Text extract:
=====
Digital Waveguides

In the mid 1980s, however, with the advent of digital waveguide methods [209] due to Julius Smith, all this changed. These algorithms, with their roots in digital filter design and scattering theory, and closely allied to wave digital filters [81], offered a convenient solution to the problem of computational expense for a certain class of musical instrument, in particular, those whose vibrating parts could be modelled as one-dimensional linear media described, to a first approximation, by the wave equation. Among these may be included many stringed instruments, as well as most woodwind and brass instruments. In essence, the idea is very simple: the motion of such a medium may be modelled as two travelling non-interacting waves, and in the digital simulation, this is dealt with elegantly by using two ``directional" delay lines, which require no computer arithmetic at all! See Figure

. Digital waveguide techniques also yielded a lucrative patent, formed the basis for at least one commercial synthesizer (the Yamaha VL1), and serve as modular components in many of the increasingly common software synthesis packages (such as MAX/MSP [248], STK [58], and csound [36]). Now, some twenty years on, they are considered the state of the art in physical modelling synthesis, and the basic design has been complemented by a great number of variations intended to deal with more realistic effects (discussed below), usually through more advanced digital filtering blocks. In general, digital waveguides will not be covered in this book, mainly because there already exists a large literature on this topic, as well as a comprehensive, and constantly growing monograph by Smith himself [209]. The relationship between digital waveguides and more standard time domain numerical methods has been addressed by various authors [208,119,22], and will be revisited in some detail in Section 6.2.9. A succinct overview is given in [205] and [175].
=====
Provided data:
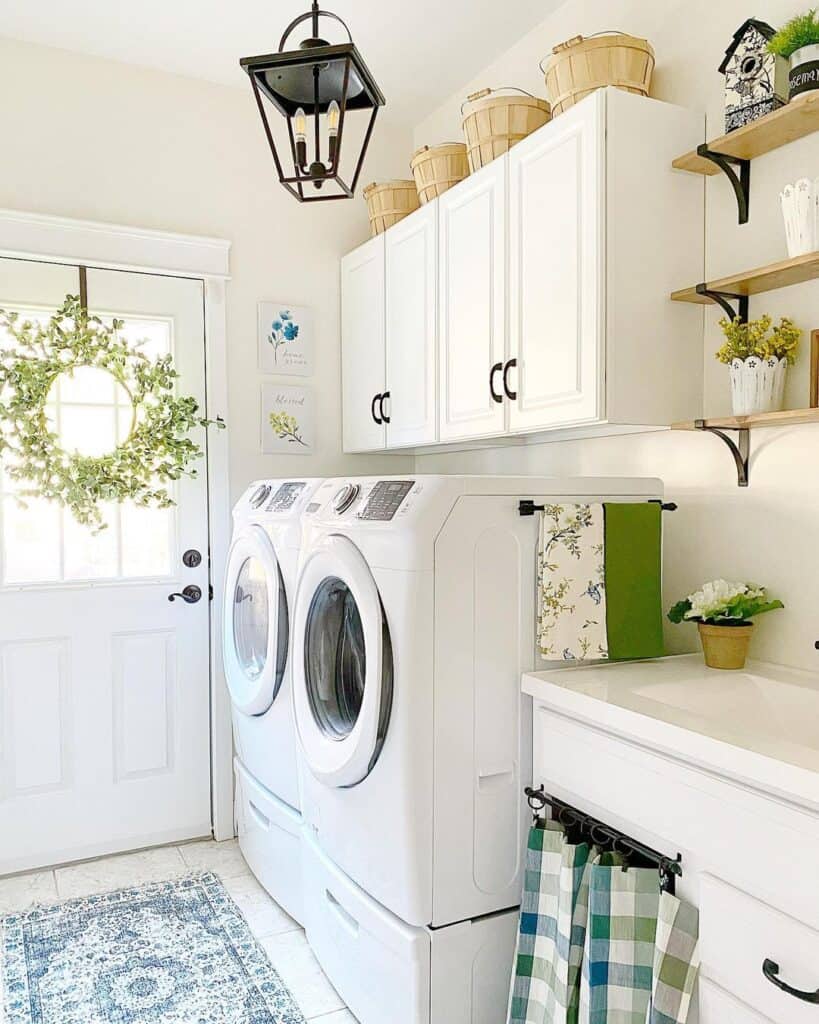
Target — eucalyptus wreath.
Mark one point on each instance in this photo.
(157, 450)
=====
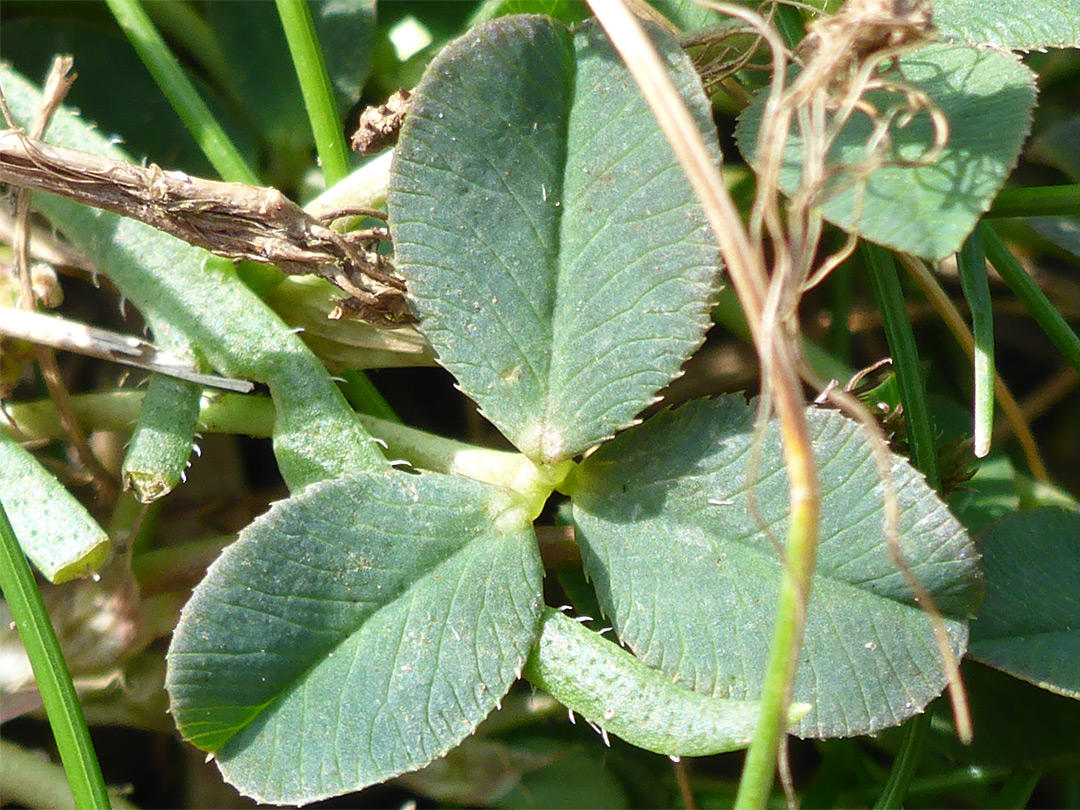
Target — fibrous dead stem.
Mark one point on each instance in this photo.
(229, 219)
=====
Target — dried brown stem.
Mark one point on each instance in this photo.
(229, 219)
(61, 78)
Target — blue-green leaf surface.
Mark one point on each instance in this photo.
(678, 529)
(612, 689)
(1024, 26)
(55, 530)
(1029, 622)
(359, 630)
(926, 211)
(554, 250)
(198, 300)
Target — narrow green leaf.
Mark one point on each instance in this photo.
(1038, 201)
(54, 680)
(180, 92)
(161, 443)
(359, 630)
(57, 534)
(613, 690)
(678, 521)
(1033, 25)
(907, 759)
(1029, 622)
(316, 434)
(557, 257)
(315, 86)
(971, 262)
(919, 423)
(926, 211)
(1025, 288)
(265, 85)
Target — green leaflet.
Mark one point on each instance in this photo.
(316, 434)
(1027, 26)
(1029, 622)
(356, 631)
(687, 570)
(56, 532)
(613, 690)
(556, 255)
=====
Set tasks:
1 - From the digital waveguides text, list the software synthesis packages given as examples.
2 - Count the lines in the listing that contain the string "green", with case counting. Reply with the number only.

Solutions to the tasks:
1 - MAX/MSP, STK, csound

2 - 3